◆ What you will do ◆
1. In the blog post below, rewrite the paragraph beginning "In case you're wondering" as a short list that keeps its main facts.
2. Retype everything in the blog post below from "- Since those" down to "thing. There’s more.", word for word.

--- start of Page ---

It all started with this video. (Please do watch. Maybe bring a tissue. I’ll wait.) I know, right? Surprisingly powerful stuff. Maybe a little too easy to identify with. I am so not usually a self-help type gal. But I watched that little zinger a few months back, and while I can’t say it stayed in the forefront of my mind, it never really left, either. So when my friend MomVee invited me to join her new Happiness Project group, I jumped at the chance. Now that the book has become a #1 New York Times bestseller, I’m thinking I’m not alone in having done so. Which, for me, might be part of the problem.
The Happiness Project
The Happiness Project has you focus on discrete, measurable resolutions to move toward a happier life. Coming up with my first four resolutions—identifying a few key obstacles in the way of a happier Umami Girl—was not all that difficult. I am working on:
- Calling my grandparents regularly.
- Counting to five and taking a nice, deep breath before raising my voice with the kids.
- Doing a lot less procrastinating.
- Since those ten pounds can no longer be called baby weight now that the baby is a toddler, getting rid of them, stat. (Appearing effortlessly thin has been sort of amusing for me in the past. Appearing effortlessly plump in the tush? Less so.)
In case you’re wondering, I haven’t exactly crushed any of my goals just yet. But I’m making headway on all of them little by little. And whether it’s due to the process or the result, I do feel a little bit happier. That’s a whole lot of self-help talk for a cooking site, right? I know it is, tiger. But here’s the thing. There’s more.
The 4 Day Diet (is a thing, so)
I must say I felt a distinct twinge of irony while shopping the self-help section. Over the years I’ve played my share of roles, but I don’t think I’ve ever played Average American very convincingly. So the fact that the first step in Becoming My Most Bestest Self would be to get all average on my (okay, maybe a little plump and not perfectly happy) ass and start buying self-help books did occasion a moment of pause. Apparently, though, I went on to embrace the whole regular guy thing like a champ—because the next thing I knew, I was watching Dr. Ian Smith on the Rachael Ray Show* and, wait for it, ordering The 4-Day Diet on Amazon. I know, right? (* I feel compelled to say, for whatever perverse reasons and in my own quickly crumbling defense, that I watched Rachael Ray while running on the treadmill at the gym, and not while eating a Yum-O snack on the couch at home. Still, if anything, that means I must have really wanted the book, since I had to remember to buy it after showering, picking up the kids, driving home and, if I know me at all, probably making everyone some lunch.) I can’t say I’ve been following the 4 Day Diet in anything approximating a zealous fashion, though it is a perfectly reasonable plan for people who want some external motivation to lose weight and get healthier while eating actual, real-live foods that they cook at home. I’d probably be rock-hard like Dr. Ian Smith by now if I had been following it like a true devotee, so probably I should get on that in the next four days. But the book is at least as much about generally applicable mind-over-matter motivation as it is about dieting, and I must admit that it is more than motivating enough for me to have wanted to tell you about it despite really, really not wanting to tell you about it. Ian Smith, like Gretchen Rubin of The Happiness Project, has got a thing or two figured out and a really useful way of helping the rest of us figure it out, too.

--- end of Page ---
--- start of Material shown ---

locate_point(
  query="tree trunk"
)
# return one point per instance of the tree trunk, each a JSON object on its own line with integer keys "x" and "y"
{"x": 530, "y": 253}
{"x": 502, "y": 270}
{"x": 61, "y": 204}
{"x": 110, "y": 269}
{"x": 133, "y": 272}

--- end of Material shown ---

◆ Responses in order ◆
1.
- None of the goals has been fully met yet.
- Progress is being made on all of them, little by little.
- The writer feels a bit happier, whether because of the process or the result.
- The writer admits this is a lot of self-help talk for a cooking site.
- There is more to come.

2.
- Since those ten pounds can no longer be called baby weight now that the baby is a toddler, getting rid of them, stat. (Appearing effortlessly thin has been sort of amusing for me in the past. Appearing effortlessly plump in the tush? Less so.)
In case you’re wondering, I haven’t exactly crushed any of my goals just yet. But I’m making headway on all of them little by little. And whether it’s due to the process or the result, I do feel a little bit happier. That’s a whole lot of self-help talk for a cooking site, right? I know it is, tiger. But here’s the thing. There’s more.